### What needs to be done
Filter the lines below down to those that contain the word "anther", and copy each such line in full.

### Supplied data
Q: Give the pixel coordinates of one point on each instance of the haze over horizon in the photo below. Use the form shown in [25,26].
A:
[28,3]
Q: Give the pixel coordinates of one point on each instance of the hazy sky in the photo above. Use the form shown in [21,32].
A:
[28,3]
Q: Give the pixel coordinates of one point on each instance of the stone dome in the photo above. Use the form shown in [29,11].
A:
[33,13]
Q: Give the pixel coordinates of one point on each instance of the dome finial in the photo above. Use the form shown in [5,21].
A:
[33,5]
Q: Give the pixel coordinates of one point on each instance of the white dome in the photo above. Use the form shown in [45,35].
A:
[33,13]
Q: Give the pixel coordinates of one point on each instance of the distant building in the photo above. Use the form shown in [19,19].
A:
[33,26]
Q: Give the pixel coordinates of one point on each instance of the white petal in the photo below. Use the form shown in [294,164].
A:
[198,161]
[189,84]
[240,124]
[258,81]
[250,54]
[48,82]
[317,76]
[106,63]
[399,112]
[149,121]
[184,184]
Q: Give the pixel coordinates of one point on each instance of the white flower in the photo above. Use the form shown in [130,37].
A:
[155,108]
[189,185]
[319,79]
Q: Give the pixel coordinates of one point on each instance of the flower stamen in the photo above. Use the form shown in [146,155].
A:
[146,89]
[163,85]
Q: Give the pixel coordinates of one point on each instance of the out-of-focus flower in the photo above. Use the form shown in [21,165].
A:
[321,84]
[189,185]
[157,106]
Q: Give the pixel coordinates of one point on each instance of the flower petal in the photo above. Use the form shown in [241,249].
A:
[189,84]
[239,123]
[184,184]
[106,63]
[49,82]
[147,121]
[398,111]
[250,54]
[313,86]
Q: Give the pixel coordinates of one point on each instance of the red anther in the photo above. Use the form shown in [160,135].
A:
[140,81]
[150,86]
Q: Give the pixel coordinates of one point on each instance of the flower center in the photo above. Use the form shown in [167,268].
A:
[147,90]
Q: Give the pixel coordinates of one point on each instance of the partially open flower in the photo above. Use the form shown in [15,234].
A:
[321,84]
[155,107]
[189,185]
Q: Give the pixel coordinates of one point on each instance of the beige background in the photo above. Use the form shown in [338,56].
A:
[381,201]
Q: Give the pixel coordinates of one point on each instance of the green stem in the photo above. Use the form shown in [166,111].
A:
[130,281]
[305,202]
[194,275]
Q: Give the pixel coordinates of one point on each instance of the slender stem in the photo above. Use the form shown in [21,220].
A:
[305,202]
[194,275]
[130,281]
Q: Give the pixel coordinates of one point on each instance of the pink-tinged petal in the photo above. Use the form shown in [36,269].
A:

...

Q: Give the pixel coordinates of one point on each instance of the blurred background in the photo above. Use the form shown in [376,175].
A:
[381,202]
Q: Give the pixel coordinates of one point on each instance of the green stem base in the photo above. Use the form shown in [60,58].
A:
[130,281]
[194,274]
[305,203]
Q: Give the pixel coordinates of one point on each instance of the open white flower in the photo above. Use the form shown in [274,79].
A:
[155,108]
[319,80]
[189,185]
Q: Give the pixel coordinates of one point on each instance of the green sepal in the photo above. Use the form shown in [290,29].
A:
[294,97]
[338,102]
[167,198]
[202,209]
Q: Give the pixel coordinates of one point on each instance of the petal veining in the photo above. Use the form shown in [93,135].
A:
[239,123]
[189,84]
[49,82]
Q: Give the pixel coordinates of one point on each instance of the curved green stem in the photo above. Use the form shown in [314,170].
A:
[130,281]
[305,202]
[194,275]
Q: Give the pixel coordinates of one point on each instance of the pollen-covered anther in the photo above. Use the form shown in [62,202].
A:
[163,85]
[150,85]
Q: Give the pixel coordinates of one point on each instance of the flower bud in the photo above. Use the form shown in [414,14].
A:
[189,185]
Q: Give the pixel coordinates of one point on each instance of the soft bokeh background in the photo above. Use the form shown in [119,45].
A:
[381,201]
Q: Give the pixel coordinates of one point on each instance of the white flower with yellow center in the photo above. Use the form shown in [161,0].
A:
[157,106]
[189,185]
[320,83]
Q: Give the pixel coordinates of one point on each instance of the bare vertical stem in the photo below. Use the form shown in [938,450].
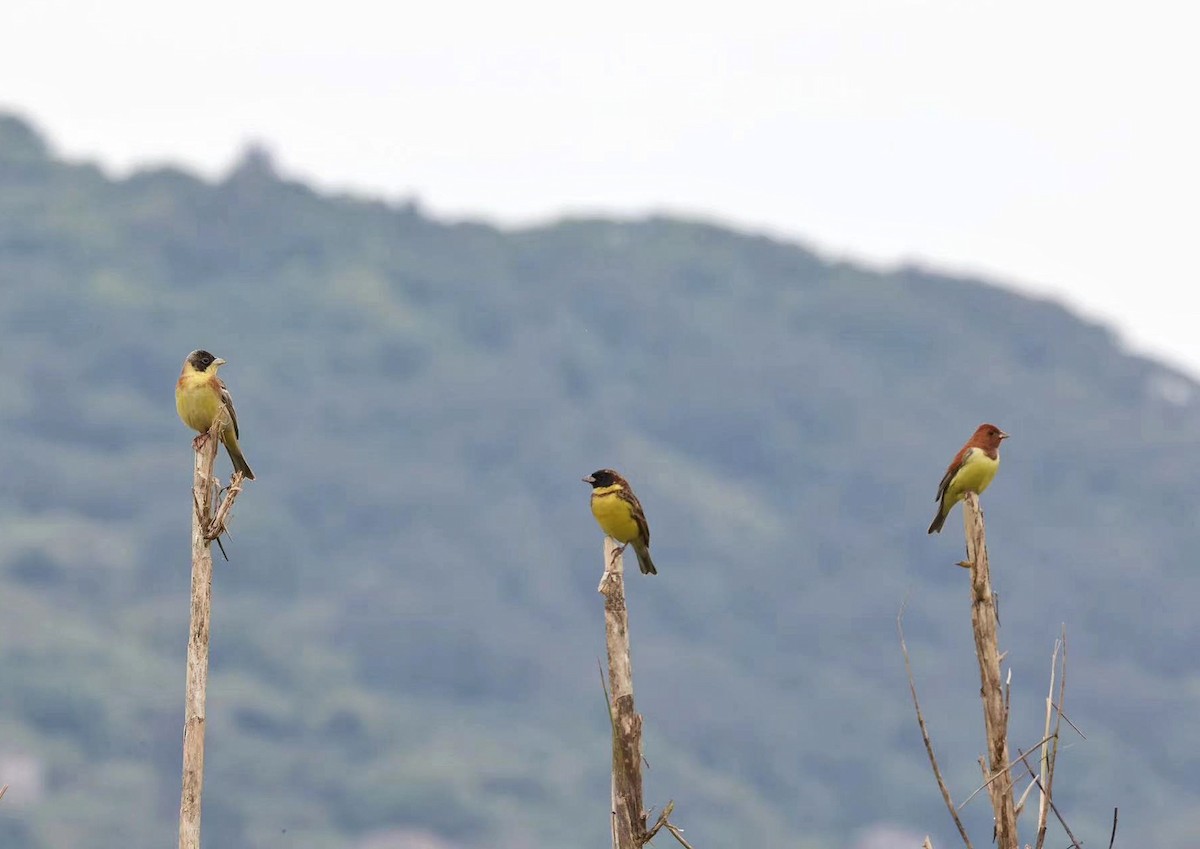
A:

### Solution
Q: Give the pixel coordinates of one point on each instance of the red anther in the photo above. Use the form shown in [160,135].
Q: Give the pixel coordinates of one point on each instance of the pollen-covered anther in the photo above. Use the form shown in [62,202].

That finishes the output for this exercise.